Exercise 1:
Judge whether each statement below agrees with the comments on bananas and farming: (a) the coworker's banana plant produced bananas every winter; (b) modern chicken breeds need roughly two pounds of feed for each pound of meat; (c) soybeans are named as an example of a nitrogen-fixing crop. Give yes or no for each, with the deciding words of the text quoted.
Exercise 2:
Proceed with the comments on bananas and farming, writing on from their final sentence.

Excerpt provided:
Fun fact, a banana is technically an herb and not a tree.
- Comment on banaynay 11 months ago:
It’s more likely they ship poorly. Same reason the tastiest tomato or strawberry varieties are not the ones grown commercially.
- Comment on banaynay 11 months ago:
I live in the Midwest, and had a coworker with a banana plant (I think a Cavendish). He cut it down and dug up the root ball to bring inside every winter. Every few years, the weather was warm enough long enough the thing actually made bananas.
- Comment on banaynay 11 months ago:
It is sad that while there are so many interesting banana varieties all around the world, only two of them ship for crap. In addition to cool-sounding fruit varieties, one variety is so starchy it used to be the base starch the diet of local people instead of a grain, how neat is that?
- Comment on We have found it. 11 months ago:
Modern industrial farming is not sustainable for the next hundred years, no, but there are a lot of levers to work to transform it into something that will reliably feed future generations.
One lever is amount and kind of meat in the average diet. It takes something like seven pounds of grain to make one pound of beef. Modern chicken breeds are amazingly efficient at converting feed grain to chicken meat, but even they are something like two pounds in to one pound out. Reducing the percent of meat in our diets would make our food go significantly further.
- Comment on We have found it. 11 months ago:
The plants use energy from the sun to turn carbon dioxide from the air into edible calories. When our animal bodies “burn” the food we eat, that turns it back to carbon dioxide, which we exhale.
- Comment on We have found it. 11 months ago:
The energy input is the sun, and most of the calories come from the air (carbon dioxide). Given so much external input, harvesting from a plot without reducing soil fertility is totally possible. With nitrogen-fixing crops (soybeans being the poster child), even the nitrogen fertilizer comes from the air.

Data to examine:

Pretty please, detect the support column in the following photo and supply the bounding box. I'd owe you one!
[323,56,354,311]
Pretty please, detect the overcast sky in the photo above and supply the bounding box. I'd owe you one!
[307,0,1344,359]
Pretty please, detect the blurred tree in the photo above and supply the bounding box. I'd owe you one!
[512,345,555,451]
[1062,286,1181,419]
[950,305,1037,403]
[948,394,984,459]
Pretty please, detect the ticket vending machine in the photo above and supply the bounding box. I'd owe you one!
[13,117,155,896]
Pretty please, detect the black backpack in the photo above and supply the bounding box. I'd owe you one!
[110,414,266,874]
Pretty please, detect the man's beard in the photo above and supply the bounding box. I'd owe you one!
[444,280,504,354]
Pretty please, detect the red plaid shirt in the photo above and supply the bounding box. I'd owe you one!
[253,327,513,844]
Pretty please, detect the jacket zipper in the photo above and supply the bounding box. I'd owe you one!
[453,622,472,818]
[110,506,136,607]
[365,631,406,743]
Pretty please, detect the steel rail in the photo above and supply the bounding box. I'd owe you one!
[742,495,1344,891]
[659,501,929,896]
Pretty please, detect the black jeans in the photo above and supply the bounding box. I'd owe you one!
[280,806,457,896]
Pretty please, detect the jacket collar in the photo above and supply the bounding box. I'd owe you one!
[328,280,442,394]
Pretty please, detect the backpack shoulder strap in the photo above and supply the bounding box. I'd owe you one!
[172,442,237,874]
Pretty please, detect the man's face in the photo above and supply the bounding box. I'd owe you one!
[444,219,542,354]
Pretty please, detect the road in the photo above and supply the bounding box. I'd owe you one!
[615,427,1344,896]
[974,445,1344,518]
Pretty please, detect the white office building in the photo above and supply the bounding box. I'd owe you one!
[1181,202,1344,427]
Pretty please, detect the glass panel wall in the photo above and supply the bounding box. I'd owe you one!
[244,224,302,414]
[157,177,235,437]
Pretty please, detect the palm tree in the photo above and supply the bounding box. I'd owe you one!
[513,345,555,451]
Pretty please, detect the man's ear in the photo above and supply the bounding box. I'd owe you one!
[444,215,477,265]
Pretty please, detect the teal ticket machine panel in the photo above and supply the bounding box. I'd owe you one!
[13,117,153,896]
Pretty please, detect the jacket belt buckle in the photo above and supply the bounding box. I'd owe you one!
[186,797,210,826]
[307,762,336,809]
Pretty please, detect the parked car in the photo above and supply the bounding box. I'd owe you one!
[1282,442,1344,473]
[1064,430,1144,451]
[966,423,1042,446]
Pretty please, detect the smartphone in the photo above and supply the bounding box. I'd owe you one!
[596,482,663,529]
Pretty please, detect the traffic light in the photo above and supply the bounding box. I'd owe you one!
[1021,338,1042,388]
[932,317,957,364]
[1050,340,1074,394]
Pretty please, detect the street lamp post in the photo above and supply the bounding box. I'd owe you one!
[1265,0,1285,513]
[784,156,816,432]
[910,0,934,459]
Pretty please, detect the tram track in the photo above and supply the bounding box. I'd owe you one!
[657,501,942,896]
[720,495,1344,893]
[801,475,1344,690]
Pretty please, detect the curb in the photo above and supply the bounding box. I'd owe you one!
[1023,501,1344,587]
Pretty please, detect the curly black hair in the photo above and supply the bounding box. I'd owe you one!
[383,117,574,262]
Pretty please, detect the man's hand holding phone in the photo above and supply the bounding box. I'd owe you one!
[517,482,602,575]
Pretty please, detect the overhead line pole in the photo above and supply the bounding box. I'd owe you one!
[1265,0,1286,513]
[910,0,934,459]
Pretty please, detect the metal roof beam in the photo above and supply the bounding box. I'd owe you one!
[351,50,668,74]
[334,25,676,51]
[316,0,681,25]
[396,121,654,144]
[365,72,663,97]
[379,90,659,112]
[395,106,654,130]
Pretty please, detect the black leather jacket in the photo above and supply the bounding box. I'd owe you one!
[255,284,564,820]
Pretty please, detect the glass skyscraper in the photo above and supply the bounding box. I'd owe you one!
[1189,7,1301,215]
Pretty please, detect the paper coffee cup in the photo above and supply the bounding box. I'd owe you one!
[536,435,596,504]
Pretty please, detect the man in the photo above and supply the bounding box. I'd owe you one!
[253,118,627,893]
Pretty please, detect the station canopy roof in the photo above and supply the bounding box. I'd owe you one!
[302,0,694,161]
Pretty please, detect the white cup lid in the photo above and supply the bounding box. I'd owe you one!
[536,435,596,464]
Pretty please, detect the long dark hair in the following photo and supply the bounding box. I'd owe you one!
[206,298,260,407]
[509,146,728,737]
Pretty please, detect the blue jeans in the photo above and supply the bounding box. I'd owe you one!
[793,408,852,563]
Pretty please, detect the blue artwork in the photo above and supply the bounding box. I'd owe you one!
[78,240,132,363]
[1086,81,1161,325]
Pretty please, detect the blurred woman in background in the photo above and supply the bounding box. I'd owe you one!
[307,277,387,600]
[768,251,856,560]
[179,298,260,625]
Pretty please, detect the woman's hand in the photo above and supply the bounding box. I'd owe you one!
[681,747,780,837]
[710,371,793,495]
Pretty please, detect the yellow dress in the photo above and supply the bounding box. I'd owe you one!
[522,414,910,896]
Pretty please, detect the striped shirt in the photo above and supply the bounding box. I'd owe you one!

Response 1:
(a) No: "Every few years, the weather was warm enough long enough the thing actually made bananas."
(b) Yes: "something like two pounds in to one pound out."
(c) Yes: "With nitrogen-fixing crops (soybeans being the poster child), even the nitrogen fertilizer comes from the air."

Response 2:
- Comment on CFCs 1 year ago:
The ozone hole size is influenced by the strength of the polar vortex, the Antarctic temperature, and other things in addition to the concentration of CFC molecules. It’s barely shrunk, but CFCs are so long-lived that was expected - the critical point is it stopped growing over 20 years ago. I believe they expect to start seeing shrinking within the next decade.
- Comment on I can't argue with his point. 1 year ago:
So says Robin Red Breast, the bird with orange belly feathers
- Comment on What is an average person living in the US supposed to do about corporations raising prices? 1 year ago:
To an extent, this is already happening. I work in manufacturing, and the last couple of years there was more demand for our product than our factories were physically capable of producing, and prices were raised to weed out the number of customer orders to what we could handle. Projections for this year are for softened demand, and sales expects to have to offer significant price cuts to keep enough orders for our manufacturing lines to stay busy.
Collective “we have enough stuff and will buy less” at work.
- Comment on Task failed successfully? 1 year ago:
Or hold on for two years. At least in the US, the non-payout for suicide is only allowed the first two years of the policy.